• _SOURCE_:
════════

At first I just moved everything into a folder named "old" that sat in the same place, and eventually probably wound up having 20 or 30 recursive folders all named "old".
It wasn't until after probably a decade of that I had the big-brain moment to actually bother labeling them by month+year and put them all at the same level in an explicit backup directory...
I, too, subscribe to the 'shove all my crap into my bedroom closet when told to clean my room' method of computer janitoring.
Ironically enough I have a folder on my desktop called "Sorted" that I just drag things into when I haven't used them in a while. Gotta love the search function, else I'd never find anything in the rare case that I do need it.
Comes in handy sometimes however, like having the installers for every major version, patch and RC of an indie game going back a decade, or old editions of a minecraft or skyrim mod that the author may have pulled offline in some hissy fit or another.
Parallel evolution: not on MacOs, place everything on desktop () and move it into backup folder (usually just something like 2023mei29) if the desktop becomes too unmanageable.
Happy to read this solution has been thought of by others as well
I call that folder "glacier" named after the AWS product with the same tradeoff: easy writes in exchange for harder reads. I also have a physical "glacier" bin in my closet and drawer in my desk.
It's surprisingly easy to reliably remember that I would have put something in the "needed infrequently when I'm willing to spend a few minutes looking for" drawer.
I like the extra purge version of this - Exact same idea, except you also re-install the OS fresh.
I used to do it once a year, but I'm down to once every other year now. Backup folders get the machine name & year, and put on dropbox/drive/nas/other.

════════

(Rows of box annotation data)
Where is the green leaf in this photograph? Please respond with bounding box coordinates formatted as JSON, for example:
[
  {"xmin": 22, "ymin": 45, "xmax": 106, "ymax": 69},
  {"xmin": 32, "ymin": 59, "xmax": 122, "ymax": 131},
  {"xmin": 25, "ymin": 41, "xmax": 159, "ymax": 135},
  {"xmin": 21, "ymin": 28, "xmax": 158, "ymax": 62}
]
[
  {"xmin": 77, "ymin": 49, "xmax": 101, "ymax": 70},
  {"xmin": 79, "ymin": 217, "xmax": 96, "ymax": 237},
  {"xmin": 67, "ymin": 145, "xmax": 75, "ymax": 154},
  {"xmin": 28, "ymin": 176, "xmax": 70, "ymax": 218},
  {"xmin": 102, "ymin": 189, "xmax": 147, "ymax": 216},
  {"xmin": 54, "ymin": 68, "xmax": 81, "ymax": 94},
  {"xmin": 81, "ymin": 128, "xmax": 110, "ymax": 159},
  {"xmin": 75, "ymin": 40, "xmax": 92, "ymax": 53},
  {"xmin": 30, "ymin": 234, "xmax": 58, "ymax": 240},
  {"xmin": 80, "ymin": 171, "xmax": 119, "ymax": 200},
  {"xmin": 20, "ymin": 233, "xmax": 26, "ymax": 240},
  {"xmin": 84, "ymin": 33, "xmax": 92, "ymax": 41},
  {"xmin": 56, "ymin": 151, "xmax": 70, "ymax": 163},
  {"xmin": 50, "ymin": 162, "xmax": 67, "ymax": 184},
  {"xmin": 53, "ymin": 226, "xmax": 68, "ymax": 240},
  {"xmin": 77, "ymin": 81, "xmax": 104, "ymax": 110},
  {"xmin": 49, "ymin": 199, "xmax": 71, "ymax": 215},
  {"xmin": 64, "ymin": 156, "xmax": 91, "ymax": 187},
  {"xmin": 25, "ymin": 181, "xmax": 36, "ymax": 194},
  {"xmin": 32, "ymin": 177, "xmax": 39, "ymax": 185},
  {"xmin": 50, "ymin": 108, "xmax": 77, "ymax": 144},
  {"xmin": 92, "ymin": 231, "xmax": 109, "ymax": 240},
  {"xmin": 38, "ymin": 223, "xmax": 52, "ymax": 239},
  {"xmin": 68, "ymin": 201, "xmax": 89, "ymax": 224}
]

════════

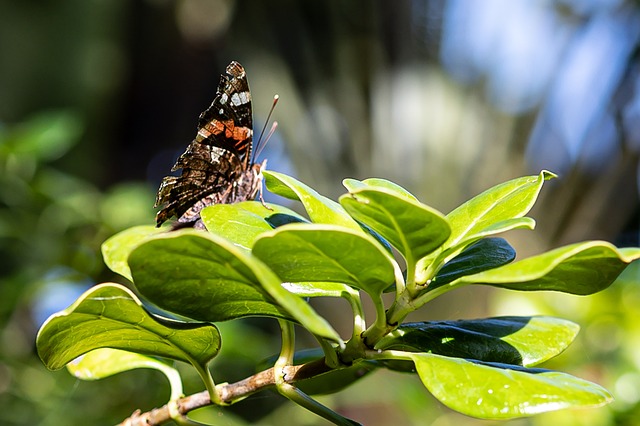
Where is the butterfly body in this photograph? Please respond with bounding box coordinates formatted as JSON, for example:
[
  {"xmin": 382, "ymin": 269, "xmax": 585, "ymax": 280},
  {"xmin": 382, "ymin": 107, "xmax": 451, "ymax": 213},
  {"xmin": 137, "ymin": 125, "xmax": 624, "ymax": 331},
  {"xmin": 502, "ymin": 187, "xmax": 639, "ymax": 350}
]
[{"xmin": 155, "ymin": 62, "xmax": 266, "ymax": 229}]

════════

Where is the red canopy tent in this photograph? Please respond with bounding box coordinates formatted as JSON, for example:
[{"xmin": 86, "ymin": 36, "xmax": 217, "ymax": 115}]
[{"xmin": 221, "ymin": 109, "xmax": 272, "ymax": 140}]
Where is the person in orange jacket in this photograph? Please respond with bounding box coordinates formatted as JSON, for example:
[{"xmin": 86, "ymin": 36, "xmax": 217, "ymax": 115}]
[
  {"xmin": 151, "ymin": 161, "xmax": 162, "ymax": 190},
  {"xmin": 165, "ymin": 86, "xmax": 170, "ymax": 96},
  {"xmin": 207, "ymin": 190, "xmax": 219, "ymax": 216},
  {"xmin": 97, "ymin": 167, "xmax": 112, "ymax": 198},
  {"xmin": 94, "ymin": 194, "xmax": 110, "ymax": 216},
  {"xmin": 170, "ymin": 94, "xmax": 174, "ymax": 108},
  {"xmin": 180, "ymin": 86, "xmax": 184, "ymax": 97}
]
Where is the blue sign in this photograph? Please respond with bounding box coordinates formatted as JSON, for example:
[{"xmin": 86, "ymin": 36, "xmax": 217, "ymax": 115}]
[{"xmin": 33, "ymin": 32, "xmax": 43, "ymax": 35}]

════════

• _WHAT THE TASK ASKS_:
In the discussion of archiving old files, what is the folder called "glacier" named after?

• _SOLUTION FOR THIS TASK_:
The AWS product with the same tradeoff: easy writes in exchange for harder reads.